### WHAT IS REQUIRED
Continue the article about the Scottish actor Gray O'Brien with a few more sentences, starting after its last line.

### PASSAGE
BEGIN

- Born: Gerard O'Brien 11 August 1968 (age 58) Glasgow, Scotland
- Education: Royal Conservatoire of Scotland
- Occupation: Actor
- Years active: 1993–present
- Children: 1

= Gray O'Brien =

Scottish actor (born 1968)

Gray O'Brien (born Gerard O'Brien; 11 August 1968) is a Scottish television and film actor, best known for his portrayal of the villainous Weatherfield businessman Tony Gordon in the popular ITV soap opera Coronation Street from 2007–2010, and as Richard McCaig on the BBC medical drama Casualty from 1996–1998.

==Biography==
O'Brien was born in Glasgow, the second youngest of seven children, and is a graduate of the Royal Scottish Academy of Music and Drama. Resident for a time in Cumbernauld, he has appeared in many television productions, including Taggart, Peak Practice, River City (as serial womaniser Billy Davis), and the 2007 Doctor Who Christmas special, "Voyage of the Damned". He played Prince Charles' valet in the 2006 motion picture The Queen.

END

### ENTRIES SUPPLIED
BEGIN

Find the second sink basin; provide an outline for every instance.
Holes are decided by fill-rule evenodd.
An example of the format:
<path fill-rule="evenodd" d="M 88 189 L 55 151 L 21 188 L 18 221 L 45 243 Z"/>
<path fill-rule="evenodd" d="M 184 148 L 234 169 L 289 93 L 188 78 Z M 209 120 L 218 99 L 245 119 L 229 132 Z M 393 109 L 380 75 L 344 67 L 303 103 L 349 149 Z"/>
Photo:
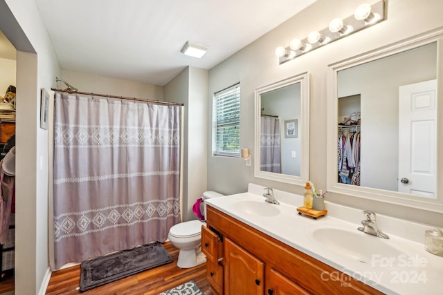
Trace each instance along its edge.
<path fill-rule="evenodd" d="M 397 259 L 406 252 L 390 245 L 395 242 L 355 229 L 351 231 L 335 227 L 316 229 L 308 235 L 327 249 L 363 263 L 377 267 L 382 259 Z M 405 256 L 406 257 L 406 256 Z"/>
<path fill-rule="evenodd" d="M 242 213 L 256 216 L 275 216 L 280 213 L 277 206 L 264 200 L 239 200 L 233 204 L 233 208 Z"/>

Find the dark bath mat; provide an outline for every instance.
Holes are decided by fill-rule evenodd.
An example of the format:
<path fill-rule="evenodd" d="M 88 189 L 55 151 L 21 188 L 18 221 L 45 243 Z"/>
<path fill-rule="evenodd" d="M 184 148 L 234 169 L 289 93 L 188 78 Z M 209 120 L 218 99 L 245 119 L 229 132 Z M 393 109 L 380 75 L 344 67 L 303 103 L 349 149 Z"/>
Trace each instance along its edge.
<path fill-rule="evenodd" d="M 80 292 L 84 292 L 150 268 L 172 262 L 160 242 L 83 261 Z"/>

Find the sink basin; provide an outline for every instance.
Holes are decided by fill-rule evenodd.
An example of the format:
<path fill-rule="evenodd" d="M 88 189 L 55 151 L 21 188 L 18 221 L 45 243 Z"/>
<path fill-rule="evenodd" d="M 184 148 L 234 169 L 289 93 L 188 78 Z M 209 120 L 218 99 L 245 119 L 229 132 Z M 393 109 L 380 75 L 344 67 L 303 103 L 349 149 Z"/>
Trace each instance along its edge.
<path fill-rule="evenodd" d="M 264 200 L 239 200 L 234 203 L 233 208 L 255 216 L 275 216 L 280 213 L 278 206 L 280 205 L 269 204 Z"/>
<path fill-rule="evenodd" d="M 355 232 L 334 227 L 321 228 L 311 234 L 311 238 L 325 247 L 372 267 L 383 266 L 381 264 L 386 258 L 397 260 L 400 256 L 406 255 L 390 245 L 395 242 L 392 240 L 359 231 L 356 227 Z"/>

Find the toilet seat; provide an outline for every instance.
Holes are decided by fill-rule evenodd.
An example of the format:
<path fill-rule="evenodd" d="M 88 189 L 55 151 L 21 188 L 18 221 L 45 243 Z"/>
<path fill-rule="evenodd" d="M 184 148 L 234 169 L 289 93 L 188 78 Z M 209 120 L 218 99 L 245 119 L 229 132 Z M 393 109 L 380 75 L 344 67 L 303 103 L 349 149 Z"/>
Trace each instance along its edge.
<path fill-rule="evenodd" d="M 174 225 L 169 231 L 169 234 L 176 238 L 192 238 L 201 234 L 201 225 L 200 220 L 191 220 L 178 223 Z"/>

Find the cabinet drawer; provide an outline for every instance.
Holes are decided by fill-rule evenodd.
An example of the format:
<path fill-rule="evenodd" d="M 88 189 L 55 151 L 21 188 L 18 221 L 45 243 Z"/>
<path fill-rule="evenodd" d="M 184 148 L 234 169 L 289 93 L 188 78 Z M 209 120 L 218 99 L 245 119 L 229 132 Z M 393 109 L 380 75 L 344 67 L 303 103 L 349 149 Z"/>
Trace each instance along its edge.
<path fill-rule="evenodd" d="M 201 251 L 206 256 L 206 260 L 217 264 L 222 258 L 222 246 L 219 242 L 220 238 L 205 226 L 201 227 Z"/>
<path fill-rule="evenodd" d="M 212 261 L 206 261 L 206 278 L 219 294 L 223 294 L 223 267 Z"/>

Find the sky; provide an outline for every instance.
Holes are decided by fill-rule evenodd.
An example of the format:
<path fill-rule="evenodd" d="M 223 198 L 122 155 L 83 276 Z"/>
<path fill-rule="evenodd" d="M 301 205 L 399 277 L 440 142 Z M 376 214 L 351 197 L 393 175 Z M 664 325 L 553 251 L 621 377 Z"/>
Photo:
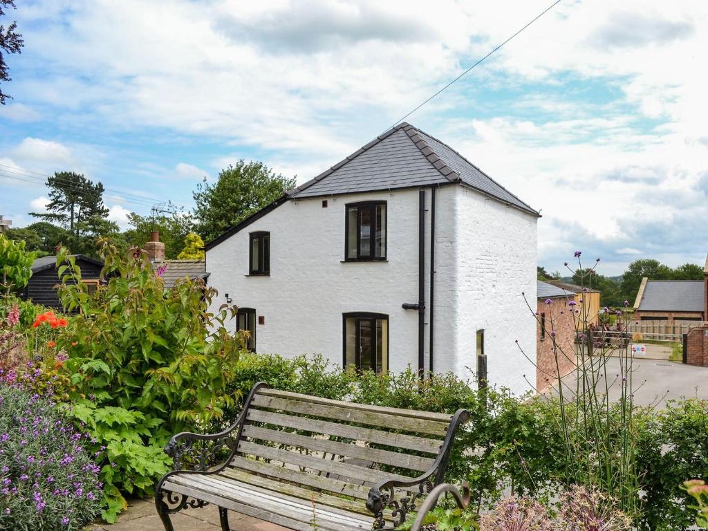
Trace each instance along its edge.
<path fill-rule="evenodd" d="M 17 0 L 0 106 L 0 214 L 46 174 L 149 213 L 239 159 L 309 180 L 552 0 Z M 0 21 L 1 23 L 3 21 Z M 539 264 L 598 271 L 708 252 L 708 3 L 563 0 L 406 119 L 539 210 Z"/>

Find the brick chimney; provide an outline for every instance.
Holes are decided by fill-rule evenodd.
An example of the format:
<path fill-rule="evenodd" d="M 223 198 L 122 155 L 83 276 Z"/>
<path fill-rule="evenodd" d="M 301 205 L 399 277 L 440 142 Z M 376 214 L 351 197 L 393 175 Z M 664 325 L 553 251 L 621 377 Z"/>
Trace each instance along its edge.
<path fill-rule="evenodd" d="M 703 266 L 703 320 L 708 321 L 708 256 Z"/>
<path fill-rule="evenodd" d="M 150 241 L 145 243 L 145 252 L 153 263 L 164 261 L 165 244 L 160 241 L 160 233 L 157 231 L 150 233 Z"/>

END

### ANSWER FOR THIS EXERCISE
O'Brien joined the cast of Coronation Street as the murderous factory boss Tony Gordon in September 2007. The actor explained in an interview that he uses sense-memory technique, drawing on "something dark from the past", to emote his powerful performances. Asked about female reaction to his character's on-screen conspiracy to murder love rival Liam Connor, played by pin-up Rob James-Collier, O'Brien joked: "I'm sure most viewers believe that it's just a story." O'Brien won Villain of the Year for the role at the 2009 British Soap Awards.

The Manchester show drew the ire of football fans when, in October 2008, several months after the 2008 UEFA Cup final riots, in a scripted line, O'Brien's evil character made a jibe about Rangers F.C. Complaints led to a similar line being cut from the script of a later episode. Professing surprise at the outcry, the star said: "I'm a Celtic supporter but I need to be clear that I certainly wasn't going out of my way to antagonise any Rangers supporters."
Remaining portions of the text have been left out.